**AUFGABEN**.
A. Was wurde laut dem Text über Feng Shui in Hongkong auf dem Dach des Hopewell Centre gebaut?
B. Schreib den Text über Feng Shui in Hongkong im Anschluss an seinen letzten Satz weiter.

**TEXTABSCHNITT**.
▬▬▬
Inzwischen haben aber die Feng-Shui-Meister ganze Arbeit geleistet. Die Brunnen stehen jetzt an der richtigen Stelle. Und auch im Government House kann man wieder wohnen. Dort hat man im Garten einen Fischteich angelegt, und der saugt die negative Energie auf. Und die HSBC-Bank hat ihre Abwehr gegen das schlechte Feng Shui ihres Konkurrenten gestärkt. Auf dem Dach des hundertneunundsiebzig Meter hohen Gebäudes brachte man zwei waagrechte Pfeiler an, die in Richtung Bank of China zeigen. Damit wird die von dort ausgesandte negative Energie wieder zurückgeleitet. Manchmal nützen schon kleine Dinge, um großen Schaden abzuwenden und dem Glück auf die Sprünge zu helfen: ein Brunnen, ein Fischteich oder auch eine Münze, die man an der richtigen Stelle unter einen Teppich legt – Letzteres hilft, um zu Reichtum zu kommen. Mitunter ist das Nachbessern aber auch richtig teuer. Aus Feng-Shui-Sicht völlig misslungen war das zweihundertsechzehn Meter hohe Hopewell Centre im Stadtteil Wan Chai. Das kreisrunde Hochhaus erinnert an einen Schornstein. Und wozu braucht man einen Schornstein? Genau, um etwas zu verbrennen. Deswegen war schnell klar, dass der Bauherr, wenn er nicht einschritt, mit dem Gebäude sein Geld verbrennen würde – egal ob bei Vermietung oder Verkauf, viel würde für ihn nicht zu holen sein. Glücklicherweise wusste ein Feng-Shui-Meister Rat. Auf dem Dach des Wolkenkratzers baute man einen riesigen Swimmingpool. Zugang dazu gibt es keinen. Das macht aber nichts, denn abkühlen soll sich hier ohnehin niemand. Das Wasser ist lediglich dazu da, das »Schornsteinfeuer zu löschen« und so das Gebäude mit besserem Feng Shui zu versehen. Doch egal was man auch macht, man muss immer auf der Hut sein. Positives Feng Shui ist nämlich kein Dauerzustand. Schon ein Umbau am Haus des Nachbarn oder eine in dessen Vorgarten aufgestellte Statue kann das eigene Glück negativ beeinflussen. Oder eben ein Hochhausbau in der Nachbarschaft. Wer nichts riskieren will, lässt deswegen mindestens einmal im Jahr sein Haus von einem der zehntausend Hongkonger Feng-Shui-Meister prüfen. Die machen in Hongkong ganz ausgezeichnete Geschäfte. Und das, ohne eine Münze unter dem Teppich verstecken zu müssen.
▬▬▬
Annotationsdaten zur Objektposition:
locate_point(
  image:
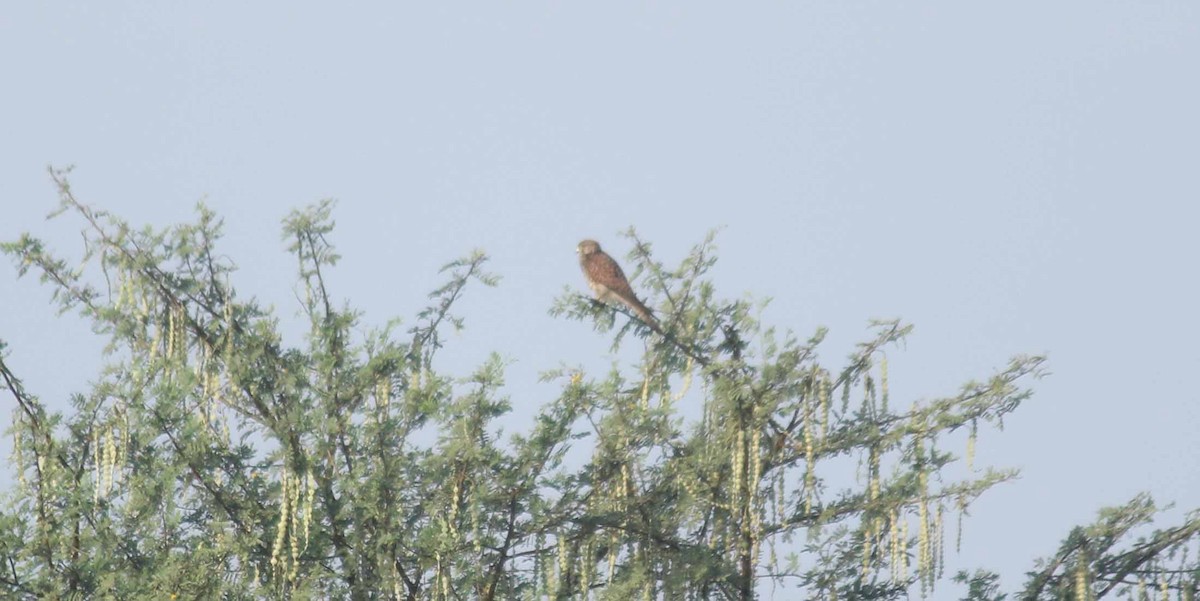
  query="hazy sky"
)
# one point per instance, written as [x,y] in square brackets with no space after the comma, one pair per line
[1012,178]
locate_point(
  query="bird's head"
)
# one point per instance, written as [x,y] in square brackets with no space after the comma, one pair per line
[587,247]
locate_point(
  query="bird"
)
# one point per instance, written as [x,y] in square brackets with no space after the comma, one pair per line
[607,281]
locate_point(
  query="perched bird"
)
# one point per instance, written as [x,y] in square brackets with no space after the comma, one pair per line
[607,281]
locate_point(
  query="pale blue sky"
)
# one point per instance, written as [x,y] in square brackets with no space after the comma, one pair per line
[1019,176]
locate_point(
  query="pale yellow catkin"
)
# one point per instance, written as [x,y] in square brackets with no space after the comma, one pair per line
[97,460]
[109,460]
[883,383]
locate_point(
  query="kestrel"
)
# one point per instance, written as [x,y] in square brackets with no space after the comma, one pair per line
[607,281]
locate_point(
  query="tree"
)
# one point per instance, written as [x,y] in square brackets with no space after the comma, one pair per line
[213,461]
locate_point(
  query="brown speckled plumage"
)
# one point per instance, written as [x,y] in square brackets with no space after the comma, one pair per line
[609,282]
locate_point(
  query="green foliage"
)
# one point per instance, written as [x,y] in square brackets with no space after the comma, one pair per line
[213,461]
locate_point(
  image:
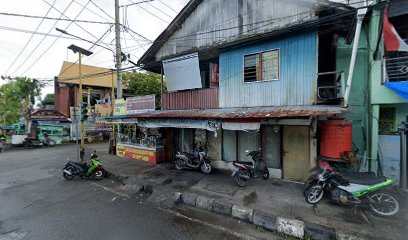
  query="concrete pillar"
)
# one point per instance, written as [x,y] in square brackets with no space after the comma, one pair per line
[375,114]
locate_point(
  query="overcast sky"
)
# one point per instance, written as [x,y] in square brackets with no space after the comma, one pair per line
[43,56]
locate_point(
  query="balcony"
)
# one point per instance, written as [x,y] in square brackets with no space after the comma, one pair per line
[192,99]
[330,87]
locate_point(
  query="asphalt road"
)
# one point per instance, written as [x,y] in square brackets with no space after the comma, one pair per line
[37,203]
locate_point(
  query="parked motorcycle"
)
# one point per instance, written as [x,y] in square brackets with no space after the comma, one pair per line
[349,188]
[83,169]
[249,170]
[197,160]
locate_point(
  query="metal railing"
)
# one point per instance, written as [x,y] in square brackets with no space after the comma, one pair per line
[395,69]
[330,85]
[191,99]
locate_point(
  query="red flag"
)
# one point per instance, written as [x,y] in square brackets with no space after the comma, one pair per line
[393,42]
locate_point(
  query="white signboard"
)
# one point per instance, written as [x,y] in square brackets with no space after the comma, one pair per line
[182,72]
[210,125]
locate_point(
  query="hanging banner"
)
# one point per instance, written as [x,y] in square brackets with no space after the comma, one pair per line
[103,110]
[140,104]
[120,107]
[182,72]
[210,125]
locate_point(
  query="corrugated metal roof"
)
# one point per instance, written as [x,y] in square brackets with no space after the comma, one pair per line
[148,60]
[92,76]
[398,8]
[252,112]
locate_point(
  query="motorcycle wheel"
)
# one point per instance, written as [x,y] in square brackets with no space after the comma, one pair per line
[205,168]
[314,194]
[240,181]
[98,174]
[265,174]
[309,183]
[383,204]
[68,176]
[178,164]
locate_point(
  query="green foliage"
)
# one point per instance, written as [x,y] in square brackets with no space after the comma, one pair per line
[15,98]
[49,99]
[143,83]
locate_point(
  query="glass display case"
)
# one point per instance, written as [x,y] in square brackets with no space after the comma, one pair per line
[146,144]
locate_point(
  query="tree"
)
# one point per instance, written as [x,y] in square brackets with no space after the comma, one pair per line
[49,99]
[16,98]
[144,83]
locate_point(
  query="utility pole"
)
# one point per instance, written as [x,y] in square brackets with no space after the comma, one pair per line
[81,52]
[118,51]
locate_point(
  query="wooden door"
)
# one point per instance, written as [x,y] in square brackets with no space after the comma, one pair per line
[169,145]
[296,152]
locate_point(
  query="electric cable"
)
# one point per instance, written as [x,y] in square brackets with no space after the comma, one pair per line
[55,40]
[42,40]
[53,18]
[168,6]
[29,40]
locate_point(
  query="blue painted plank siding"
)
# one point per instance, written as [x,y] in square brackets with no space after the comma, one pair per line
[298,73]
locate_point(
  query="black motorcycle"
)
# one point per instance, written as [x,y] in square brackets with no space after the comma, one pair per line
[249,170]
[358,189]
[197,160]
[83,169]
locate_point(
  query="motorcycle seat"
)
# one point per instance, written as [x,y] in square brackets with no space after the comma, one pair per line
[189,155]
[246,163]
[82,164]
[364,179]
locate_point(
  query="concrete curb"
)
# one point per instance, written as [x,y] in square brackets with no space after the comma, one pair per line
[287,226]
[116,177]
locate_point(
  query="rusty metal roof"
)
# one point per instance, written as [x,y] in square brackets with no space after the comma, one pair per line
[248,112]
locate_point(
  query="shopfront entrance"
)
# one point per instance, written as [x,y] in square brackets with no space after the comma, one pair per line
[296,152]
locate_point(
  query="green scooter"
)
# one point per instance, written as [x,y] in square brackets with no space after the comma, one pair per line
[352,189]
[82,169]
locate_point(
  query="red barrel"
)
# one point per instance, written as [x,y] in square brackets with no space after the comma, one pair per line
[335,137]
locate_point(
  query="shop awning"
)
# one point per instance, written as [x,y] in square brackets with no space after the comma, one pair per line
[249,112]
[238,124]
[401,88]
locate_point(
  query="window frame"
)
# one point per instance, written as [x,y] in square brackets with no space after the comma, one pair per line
▬▬▬
**ERGEBNISSE**.
A. Ein riesiger Swimmingpool.

B.
Auch bei der von der Lage und dem Bauwerk so sehr begünstigten HSBC-Bank läuft Feng-Shuimäßig nicht immer alles rund. Bei Renovierungsarbeiten entwich durch Löcher in der Fassade das gute Karma. Und nachdem dann noch ein Arbeiter in die Tiefe stürzte und starb, war das Feng Shui zunächst völlig gestört. Dort, wo der Unglückliche auf den Boden schlug, wurden die Venen eines Drachen verletzt. Um diesen Schaden zu reparieren, hatten die Feng-Shui-Meister einiges zu tun. Wie man die Fassade eines Gebäudes regelmäßig in Stand setzen muss, so muss auch sein Feng Shui immer wieder auf Vordermann gebracht werden.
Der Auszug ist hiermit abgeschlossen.